Thank you for pointing out my typo in the graphic. I can now point out that you are not immune either. I actually spelled Oligocene correctly. It is the period abbreviated “Olig.” in the first graphic.

Bruce Cobb
October 25, 2016 5:40 am

They looked for and “found” a causal relationship between CO2 and climate. To do so they needed to studiously ignore most of paleoclimatic history, and most especially the Modern climate involving the past 2 million years with alternating glacial periods of some 100k years and interglacials (which we are now in) of perhaps 10-20k years. These folks have the audacity to call what they produce “science” and who they are as “scientists”. They are nothing but charlatans and liars of the highest order.

Dave O.
October 25, 2016 5:55 am

At one time we had high CO2 without human intervention? Must be cyclical.

Neil
Reply to  Dave O.
October 25, 2016 6:42 am

At one time we had high CO2 without human intervention? Must be cyclical.

One could almost say it was unprecedented.

October 25, 2016 6:22 am

How shall we understand the last sentence in this article: “… the only other time in Earth’s history when high CO2 accompanied ice at the polar regions”?
Does that mean that there has been a historic period before with high CO2 and lots of ice at the poles at the same time?!
If so, what does that say about the AGW/CO2 hypothesis?

Reply to  Telehiv
October 25, 2016 6:35 am

It says that 400 ppmv CO2 is low, not high.

Alan McIntire
Reply to  Telehiv
October 25, 2016 8:24 am

I thought CO2 levels were supposed to have been pretty high during the Mesozoic Era.
http://www.sciencedirect.com/science/article/pii/S0012825299000483
“The general clustering of evidence at high palaeolatitudes suggests that the extent of polar ice during the Mesozoic is likely to have been approximately one third the size of the present day. Based on such evidence a number of episodes of cold or sub-freezing polar climates during the Bajocian–Bathonian, Tithonian/Volgian, Valanginian and Aptian are recognised. Evidence exists possibly also for a cold episode during the early Jurassic”

Chimp
Reply to  Alan McIntire
October 25, 2016 5:19 pm

Yup. But an even bigger problem for alarmists is the fact that CO2 was two or three times higher even than during the Mesozoic when the Ordovician glaciation occurred, and eleven times higher than now.

• _Source excerpt_:
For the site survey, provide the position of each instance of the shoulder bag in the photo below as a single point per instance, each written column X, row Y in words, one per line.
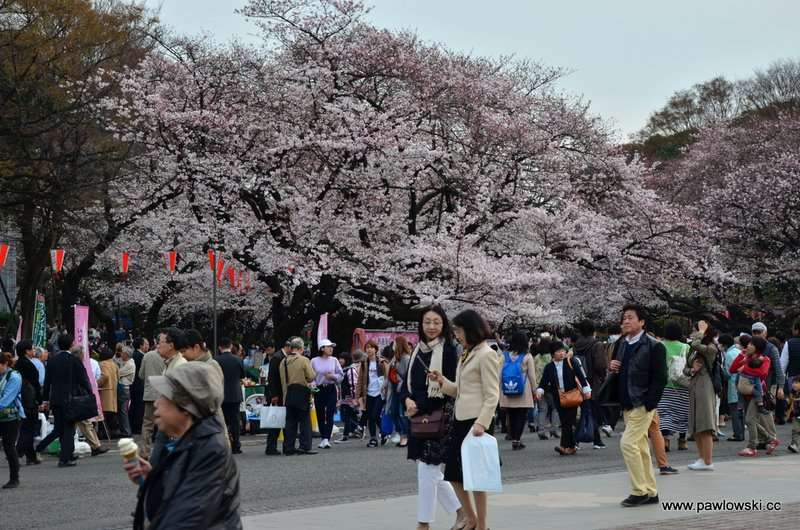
column 571, row 398
column 430, row 426
column 297, row 395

• _Given exercise 1_:
In the comment thread, rewrite the paragraph beginning "They looked for and “found” a causal relationship" as a shorter version that keeps its main facts.
• _Given exercise 2_:
According to the comment thread, how many times higher than now was CO2 when the Ordovician glaciation occurred?
• _Given exercise 3_:
Transcribe everything in the comment thread from "I thought CO2" down to "higher than now.".

• _Right answer 1_:
They claimed to find a causal link between CO2 and climate. This meant ignoring most of paleoclimatic history, especially the past 2 million years, when glacial periods of about 100k years alternated with interglacials of perhaps 10-20k years (we are in one now). They call their work "science" and themselves "scientists," but they are charlatans and liars of the highest order.

• _Right answer 2_:
Eleven times higher than now.

• _Right answer 3_:
I thought CO2 levels were supposed to have been pretty high during the Mesozoic Era.
http://www.sciencedirect.com/science/article/pii/S0012825299000483
“The general clustering of evidence at high palaeolatitudes suggests that the extent of polar ice during the Mesozoic is likely to have been approximately one third the size of the present day. Based on such evidence a number of episodes of cold or sub-freezing polar climates during the Bajocian–Bathonian, Tithonian/Volgian, Valanginian and Aptian are recognised. Evidence exists possibly also for a cold episode during the early Jurassic”

Chimp
Reply to  Alan McIntire
October 25, 2016 5:19 pm

Yup. But an even bigger problem for alarmists is the fact that CO2 was two or three times higher even than during the Mesozoic when the Ordovician glaciation occurred, and eleven times higher than now.